→ **Document excerpt**:
● ● ● ●

To state the results more precisely, recall that the Navier-Stokes equations can be written in the form

\displaystyle  \partial_t u + (u \cdot \nabla) u = \nu \Delta u + \nabla p

for a divergence-free velocity field {u} and a pressure field {p}, where {\nu>0} is the viscosity, which we will normalise to be one. We will work in the non-periodic setting, so the spatial domain is {{\bf R}^3}, and for sake of exposition I will not discuss matters of regularity or decay of the solution (but we will always be working with strong notions of solution here rather than weak ones). Applying the Leray projection {P} to divergence-free vector fields to this equation, we can eliminate the pressure, and obtain an evolution equation

\displaystyle  \partial_t u = \Delta u + B(u,u) \ \ \ \ \ (1)

● ● ● ●

→ **Dataset excerpt**:
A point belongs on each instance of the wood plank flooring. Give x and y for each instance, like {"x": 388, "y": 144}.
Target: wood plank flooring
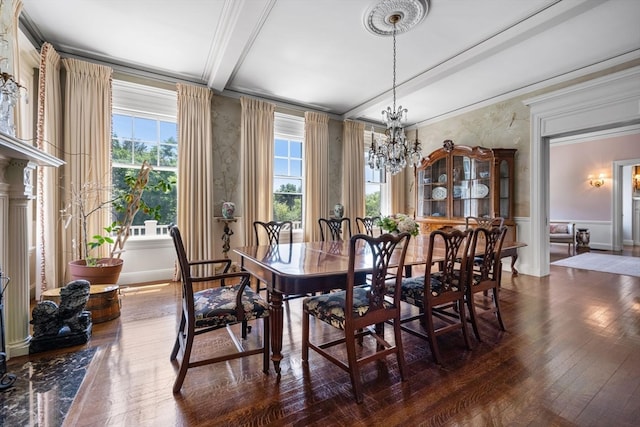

● ● ● ●

→ **What to do**:
**A)** Write out the Navier-Stokes passage from "To state the" up to and including "u + B(u,u) \ \ \ \ \ (1)".
**B)** Answer these from the Navier-Stokes passage:
(i) To what value is the viscosity normalized?
(ii) What is the spatial domain in the non-periodic setting?
(iii) What does applying the Leray projection eliminate?
Work only from the Navier-Stokes passage.

→ **Answer list**:
**A)**
To state the results more precisely, recall that the Navier-Stokes equations can be written in the form

\displaystyle  \partial_t u + (u \cdot \nabla) u = \nu \Delta u + \nabla p

for a divergence-free velocity field {u} and a pressure field {p}, where {\nu>0} is the viscosity, which we will normalise to be one. We will work in the non-periodic setting, so the spatial domain is {{\bf R}^3}, and for sake of exposition I will not discuss matters of regularity or decay of the solution (but we will always be working with strong notions of solution here rather than weak ones). Applying the Leray projection {P} to divergence-free vector fields to this equation, we can eliminate the pressure, and obtain an evolution equation

\displaystyle  \partial_t u = \Delta u + B(u,u) \ \ \ \ \ (1)

**B)**
(i) One.
(ii) R^3.
(iii) The pressure.